Treatment can depend on the severity of the brain injury. Moderate and severe TBIs typically require intensive medical attention and long-term cognitive and psychotherapies. For concussion/mild TBI, if it does not resolve on its own over time, cognitive therapy or neurofeedback therapies can be quite beneficial in supporting recovery of function. Cognitive therapy involves exercises and tasks for improving mental performance and or developing strategies for adapting to impairments in mental function. Neurofeedback involves computer based challenges for enhancing the brain’s electrical functioning that often produce corresponding improvements in mental performance.
If TBI is not diagnosed early, what are the repercussions?
It depends on the nature of the brain injury. For mild TBI, diagnosis is frequently delayed as trauma victims and their physicians are usually more focused on accompanying physical injuries and pain. But a delay in diagnosing TBI can result in confusion. The injured person and family members may wonder why the injured person’s personality has changed or mental abilities have suddenly declined.
Does TBI get worse over time?
Depending on the severity and nature of the injury, many TBIs resolve with limited loss of function. However, others can have delayed adverse consequences that take years or decades to emerge.
What are the longer term consequences of TBI?
Consequences of TBI can include a decline in the quality of a person’s thinking and changes in their ability to function in ways they were before. For many TBI victims, although they may look and sound the same, their inner self has significantly changed. It can make life very challenging and even overwhelming. To no longer have the capabilities that you have always known and have been part of you can make life very difficult to cope with. It can also cause great confusion and frustration for loved ones, when you seem the same from the outside, yet act so differently from the ways they once knew you to be before.
How can a lawyer knowledgeable about TBI help a TBI victim?
If the TBI is caused by the negligence of another party, a lawyer can represent the victim in a lawsuit. In the process, a lawyer can help the client understand the full nature of their condition and obtain monetary compensation for the various life losses causes by the injury. Losses can include earnings, medical bills, costs of future help and care, as well as compensation for past and future pain and suffering and loss of enjoyment of life. Because many physicians are not that well trained in TBI, lawyers can help refer their clients to testing and evaluations that their physicians might not ordinarily refer them to.
What is important in managing the case as a TBI lawyer?
A TBI lawyer should ensure that their clients have had evaluations by proper professionals that investigate the brain insult in depth. Such evaluations will typically exceed what physicians may order for diagnosis of TBI.
Lawyers must understand that they are representing four different people. Who the client was before; who the client is now; who that client would have been; and who that client is going to become and the challenges that they face in the future. It is particularly important for lawyers to understand how their clients will cope with the brain injury in their future because if there are not adequate financial resources to cope with the hardships that TBI can bring as a person ages, the future life challenges inflicted by the TBI can be horrible.
Why is neuroscience important in evaluating TBI cases?
From a medical standpoint, physicians are trained to diagnose and offer treatment. For example, a physician can diagnose a concussion. But a concussion can have many different consequences. Neuroscience has various ways of investigating those consequences in ways that do not alter the doctor’s diagnosis but can potentially give a lot more insight into how the brain has been affected by that diagnosis. Thus, a law firm that has neuroscience experience and expertise can represent a TBI victim in a much stronger way: first, by ensuring that the dimensions of the injury are investigated in much greater depth than is typically done at the doctor’s office; and importantly second, obtaining more reliable evidence of the TBI injury.

• **EXERCISE SET**
(1) Update the TBI passage starting with "What is important" and going on through "can be horrible.", with "evaluations" changed to "assessments".
(2) Answer these about the TBI passage:
(a) Why is diagnosis of mild TBI frequently delayed?
(b) How many different people are lawyers representing?
(c) What does neurofeedback involve?

• **DATA SUPPLIED**
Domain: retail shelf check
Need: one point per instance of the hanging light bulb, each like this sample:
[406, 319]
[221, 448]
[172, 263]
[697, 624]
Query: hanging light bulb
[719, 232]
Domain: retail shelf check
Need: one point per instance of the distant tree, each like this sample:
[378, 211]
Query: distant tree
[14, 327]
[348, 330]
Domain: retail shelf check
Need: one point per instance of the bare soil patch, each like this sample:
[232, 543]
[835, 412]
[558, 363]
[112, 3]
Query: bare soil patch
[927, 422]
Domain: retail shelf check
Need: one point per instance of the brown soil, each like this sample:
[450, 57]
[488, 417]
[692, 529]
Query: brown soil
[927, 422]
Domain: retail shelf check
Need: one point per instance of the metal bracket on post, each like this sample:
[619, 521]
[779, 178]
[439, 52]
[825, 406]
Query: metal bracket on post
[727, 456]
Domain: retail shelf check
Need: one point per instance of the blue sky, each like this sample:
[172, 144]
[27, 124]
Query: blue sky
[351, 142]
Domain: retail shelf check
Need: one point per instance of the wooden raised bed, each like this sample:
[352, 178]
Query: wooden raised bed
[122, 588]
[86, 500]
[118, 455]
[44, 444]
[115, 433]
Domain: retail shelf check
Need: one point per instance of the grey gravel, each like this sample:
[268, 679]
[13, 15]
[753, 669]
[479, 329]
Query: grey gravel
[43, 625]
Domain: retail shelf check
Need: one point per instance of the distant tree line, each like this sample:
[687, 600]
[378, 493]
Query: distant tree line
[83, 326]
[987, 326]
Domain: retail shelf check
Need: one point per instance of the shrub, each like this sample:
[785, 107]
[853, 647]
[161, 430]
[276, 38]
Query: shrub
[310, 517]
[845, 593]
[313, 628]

• **TASK-BY-TASK SOLUTIONS**
(1)
What is important in managing the case as a TBI lawyer?
A TBI lawyer should ensure that their clients have had assessments by proper professionals that investigate the brain insult in depth. Such assessments will typically exceed what physicians may order for diagnosis of TBI.
Lawyers must understand that they are representing four different people. Who the client was before; who the client is now; who that client would have been; and who that client is going to become and the challenges that they face in the future. It is particularly important for lawyers to understand how their clients will cope with the brain injury in their future because if there are not adequate financial resources to cope with the hardships that TBI can bring as a person ages, the future life challenges inflicted by the TBI can be horrible.

(2)
(a) Trauma victims and their physicians are usually more focused on accompanying physical injuries and pain.
(b) Four.
(c) Computer-based challenges for enhancing the brain's electrical functioning.